Menteri Akan Gemetar di Depan Hakim

Curang berarti perang, itu slogan sebelum Pilpres. Kini dugaan curang telah menggema ke mana-mana. Perang telah dimulai dengan perang hukum di Mahkamah Konstitusi. Menteri pun dipanggil untuk masuk dalam kancah peperangan.

Oleh: M Rizal Fadillah, Pemerhati Politik dan Kebangsaan

KESEPAKATAN Hakim Konstitusi untuk memanggil empat Menteri Kabinet Presiden Joko Widodo sehubungan adanya dugaan penyimpangan dana bansos untuk kepentingan kampanye pasangan Prabowo Subianto – Gibran Rakabuming Raka mendapat apresiasi.

Pemanggilan para Menteri tersebut dilakukan untuk mengklarifikasi keterangan saksi dan keperluan informasi bagi Hakim Konstitusi pada persidangan gugatan Pasangan Anies Baswedan – Muhaimin Iskandar.

Kecuali Mensos Risma, para Menteri mungkin akan gemetar mendapat berita buruk itu. Muhajir Effendi, Airlangga Hartarto dan Sri Mulyani berada dalam dilema antara memberi keterangan jujur, mengeles atau berbohong. Terbayang diskusi intensif sedang dilakukan berjamaah antara Presiden, Menteri dengan Kuasa Hukum. Tidak mungkin tanpa arahan. Berbagai opsi dibahas. Pusing juga tampaknya.

Mensos Risma tanpa beban, sebab ia adalah korban dari penyerobotan kewenangannya. Justru keterangan Risma akan memberatkan Muhajir, Airlangga, dan Sri Mulyani. Bansos yang awal dinilai strategis bagi pemenangan ternyata di luar dugaan menjadi bencana elektoral. Asalkan tidak ada kongkalikong "tanya-jawab" Hakim dengan Menteri, maka Menteri-menteri itu akan stress dicecar pertanyaan di ruang "mundur kena maju kena".

Para Kuasa Hukum KPU dan Pasangan 02 harus memutar otak dalam mendesain berbagai upaya untuk melepaskan Menteri-menteri terkait dari jeratan dan cengkeraman "bahaya" persidangan MK.
^^^^^^^^
◆ **Daftar Tugas**
1 – Apa terjemahan bahasa Inggris untuk kalimat "Bansos yang awal dinilai strategis bagi pemenangan ternyata di luar dugaan menjadi bencana elektoral." dari artikel opini tentang pemanggilan menteri ke MK?
2 – Teruskan artikel opini tentang pemanggilan menteri ke MK, mulai dari kalimat terakhirnya.
Entri yang menyusul tidak ada sangkut pautnya dengan semua ini.
^^^^^^^^
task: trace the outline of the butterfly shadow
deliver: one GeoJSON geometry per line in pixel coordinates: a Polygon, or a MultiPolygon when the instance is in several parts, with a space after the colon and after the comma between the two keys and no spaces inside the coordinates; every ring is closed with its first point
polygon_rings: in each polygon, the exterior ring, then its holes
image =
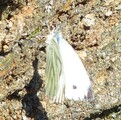
{"type": "Polygon", "coordinates": [[[37,92],[42,87],[42,79],[38,73],[38,59],[33,61],[34,74],[30,83],[25,86],[27,94],[22,99],[23,110],[26,116],[34,120],[48,120],[47,113],[39,101],[37,92]]]}

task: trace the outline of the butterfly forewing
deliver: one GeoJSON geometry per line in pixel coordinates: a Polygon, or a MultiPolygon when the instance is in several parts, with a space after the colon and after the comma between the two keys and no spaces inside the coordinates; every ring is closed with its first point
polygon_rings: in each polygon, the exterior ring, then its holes
{"type": "Polygon", "coordinates": [[[53,98],[58,92],[59,78],[62,71],[61,55],[54,38],[51,40],[46,51],[45,89],[46,94],[53,98]]]}

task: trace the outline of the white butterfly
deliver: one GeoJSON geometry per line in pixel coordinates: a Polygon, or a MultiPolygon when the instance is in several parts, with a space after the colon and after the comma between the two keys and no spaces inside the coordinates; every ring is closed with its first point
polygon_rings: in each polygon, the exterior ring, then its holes
{"type": "Polygon", "coordinates": [[[71,45],[58,30],[47,36],[45,89],[54,102],[91,97],[91,82],[71,45]]]}

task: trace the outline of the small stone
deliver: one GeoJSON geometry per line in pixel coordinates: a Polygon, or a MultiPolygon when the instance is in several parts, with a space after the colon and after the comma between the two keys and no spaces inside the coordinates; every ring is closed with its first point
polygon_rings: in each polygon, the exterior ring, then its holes
{"type": "Polygon", "coordinates": [[[95,24],[95,18],[94,14],[87,14],[83,19],[82,19],[83,25],[86,27],[91,27],[95,24]]]}

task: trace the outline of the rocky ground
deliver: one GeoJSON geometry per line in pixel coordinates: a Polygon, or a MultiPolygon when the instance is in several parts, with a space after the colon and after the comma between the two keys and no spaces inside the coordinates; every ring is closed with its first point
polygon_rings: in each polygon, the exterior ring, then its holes
{"type": "Polygon", "coordinates": [[[1,0],[0,120],[92,119],[121,119],[121,1],[1,0]],[[52,26],[80,56],[94,100],[54,104],[45,95],[52,26]]]}

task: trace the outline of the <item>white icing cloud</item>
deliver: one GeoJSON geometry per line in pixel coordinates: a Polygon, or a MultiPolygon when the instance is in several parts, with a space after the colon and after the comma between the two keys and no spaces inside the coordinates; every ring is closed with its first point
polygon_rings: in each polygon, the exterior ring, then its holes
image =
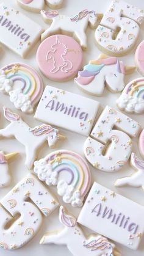
{"type": "Polygon", "coordinates": [[[129,112],[142,113],[144,111],[144,100],[126,93],[122,93],[117,100],[118,106],[129,112]]]}
{"type": "Polygon", "coordinates": [[[4,70],[0,70],[0,92],[9,93],[12,89],[13,81],[6,78],[4,70]]]}
{"type": "Polygon", "coordinates": [[[10,101],[14,104],[16,108],[27,113],[33,112],[29,95],[23,94],[20,89],[11,90],[9,92],[9,95],[10,101]]]}
{"type": "Polygon", "coordinates": [[[48,186],[57,185],[57,193],[62,197],[65,203],[71,203],[74,207],[81,207],[82,205],[81,192],[75,190],[72,185],[68,185],[64,180],[58,181],[57,172],[52,171],[51,164],[48,164],[45,159],[34,162],[34,171],[38,178],[45,181],[48,186]]]}

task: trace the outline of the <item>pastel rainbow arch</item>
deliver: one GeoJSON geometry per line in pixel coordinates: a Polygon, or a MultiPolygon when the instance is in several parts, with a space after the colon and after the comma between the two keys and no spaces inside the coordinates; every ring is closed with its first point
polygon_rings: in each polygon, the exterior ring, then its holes
{"type": "Polygon", "coordinates": [[[9,91],[9,94],[11,91],[19,89],[21,93],[28,97],[34,108],[43,90],[43,81],[36,70],[23,63],[12,63],[3,67],[1,70],[4,71],[5,79],[11,82],[12,89],[9,91]]]}
{"type": "Polygon", "coordinates": [[[144,112],[144,78],[131,81],[117,100],[118,107],[130,113],[144,112]]]}
{"type": "Polygon", "coordinates": [[[68,172],[70,178],[68,185],[79,190],[81,196],[84,197],[90,185],[90,172],[84,158],[74,152],[62,150],[49,154],[46,161],[51,165],[52,172],[58,174],[68,172]]]}

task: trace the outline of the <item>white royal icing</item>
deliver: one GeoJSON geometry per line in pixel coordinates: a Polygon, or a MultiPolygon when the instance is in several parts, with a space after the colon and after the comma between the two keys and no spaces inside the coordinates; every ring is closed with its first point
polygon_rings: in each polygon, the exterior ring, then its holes
{"type": "Polygon", "coordinates": [[[47,185],[57,185],[57,193],[66,203],[82,207],[90,188],[91,175],[87,164],[80,155],[65,150],[53,152],[36,161],[34,171],[47,185]]]}
{"type": "Polygon", "coordinates": [[[143,214],[143,206],[95,182],[77,222],[136,250],[144,232],[143,214]]]}
{"type": "Polygon", "coordinates": [[[42,122],[89,135],[99,103],[52,86],[46,86],[34,117],[42,122]]]}
{"type": "Polygon", "coordinates": [[[118,107],[129,113],[144,112],[144,78],[137,78],[127,84],[117,100],[118,107]]]}
{"type": "Polygon", "coordinates": [[[130,72],[134,69],[134,67],[124,66],[116,57],[101,54],[79,71],[74,82],[83,90],[98,96],[103,94],[105,86],[111,92],[118,92],[124,87],[126,70],[130,72]]]}
{"type": "MultiPolygon", "coordinates": [[[[4,108],[4,117],[10,123],[4,129],[0,130],[0,136],[10,137],[13,136],[25,147],[26,165],[31,169],[35,159],[38,149],[48,141],[49,147],[53,147],[60,137],[59,130],[49,125],[42,124],[31,128],[18,114],[4,108]]],[[[64,138],[64,136],[61,136],[64,138]]]]}
{"type": "Polygon", "coordinates": [[[136,172],[131,176],[118,178],[115,186],[120,187],[129,185],[136,188],[142,187],[144,189],[144,161],[139,159],[134,153],[132,153],[131,163],[136,172]]]}
{"type": "Polygon", "coordinates": [[[95,10],[82,10],[74,17],[62,15],[57,11],[42,10],[41,16],[46,23],[51,23],[50,27],[41,34],[41,40],[49,35],[59,34],[59,31],[66,31],[74,35],[83,49],[87,48],[85,29],[89,23],[95,28],[99,18],[95,10]]]}
{"type": "Polygon", "coordinates": [[[59,221],[64,226],[62,230],[54,234],[47,233],[40,240],[41,244],[65,244],[74,256],[120,256],[115,244],[100,235],[91,234],[87,237],[76,219],[67,213],[63,207],[59,210],[59,221]]]}
{"type": "Polygon", "coordinates": [[[98,45],[109,54],[126,54],[135,45],[143,18],[143,10],[123,1],[113,0],[96,30],[98,45]],[[115,38],[118,27],[121,29],[115,38]]]}
{"type": "Polygon", "coordinates": [[[40,12],[45,7],[45,0],[17,0],[18,4],[24,9],[40,12]]]}
{"type": "Polygon", "coordinates": [[[11,176],[9,172],[9,162],[11,158],[18,155],[18,153],[13,152],[9,154],[4,154],[2,151],[0,152],[0,188],[4,188],[8,186],[11,181],[11,176]]]}
{"type": "Polygon", "coordinates": [[[5,250],[27,244],[41,226],[41,213],[48,217],[59,206],[48,188],[32,174],[16,184],[0,203],[0,249],[5,250]],[[12,224],[18,213],[20,216],[12,224]]]}
{"type": "Polygon", "coordinates": [[[0,42],[21,57],[26,57],[34,48],[43,31],[20,11],[4,3],[0,4],[0,42]]]}
{"type": "Polygon", "coordinates": [[[136,137],[139,130],[139,123],[107,106],[91,133],[92,137],[84,142],[85,156],[99,170],[117,171],[131,156],[132,143],[129,136],[136,137]]]}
^^^^^^^^
◆ **Jawaban Tugas**
1 – The social assistance, initially considered strategic for winning, unexpectedly turned out to be an electoral disaster.

2 –
Tuduhan penyalahgunaan dana bansos saat kampanye merupakan masalah serius. Presiden juga disebut-sebut terlibat. Nah, terkuak atau tidak skandal kecurangan Pemilu khususnya Pilpres 2024 dari pintu bansos akan dilihat dan dibaca publik ke depan.

Pasangan 02 yang mengajukan diri sebagai Pihak Terkait sebenarnya tidak memiliki urgensi untuk hadir selain menjadi "pengacau persidangan" mengganggu dan mencoba mempengaruhi Hakim MK dengan argumen dangkal dan celetukan-celetukan tidak bermutu.

Sekelas Prof. Yusril Izha Mahendra saja tidak paham uraian pakar ekonomi Anthoni Budiawan, bahkan menyebut dengan ahli nujum segala. Konyol sekali. Belum lagi Hotman Paris yang ber-ha ha he he. Yang tidur juga ada.

Menteri-menteri penyimpang Bansos akan mulai diinvestigasi oleh Majelis Hakim MK di depan persidangan Jum'at 5 April 2024. KPU maupun Pihak 02 untuk tahap ini telah gagal menjegal kemauan Hakim untuk menghadirkan para Menteri, meski menutupi dengan pernyataan pura-pura gembira.

Menteri yang kelak gelagapan menjawab pertanyaan Majelis Hakim akan menjadi pintu dari kekalahan KPU dan Prabowo – Gibran.

Pada Jum’at ini, 5 April 2024 adalah hari sidang terakhir sebelum lebaran, maknanya keterangan Menteri akankah menjadi parcel lebaran bagi rakyat yang mendambakan informasi jujur atas proses Pemilu yang bobrok? Dana bansos Rp 296 triliun tahun 2024 lebih tinggi Rp 20 triliun jika dibanding tahun sebelumnya yang diduga dikorupsi Rp 50 triliun penting untuk mendapatkan penjelasan dari Menteri terkait.

Biasanya pembagian bansos dilakukan pada bulan Maret tetapi pada tahun 2024 dilakukan pada bulan Januari-Februari intensif menjelang pencoblosan. Ini menjadi indikasi politisasi bansos itu.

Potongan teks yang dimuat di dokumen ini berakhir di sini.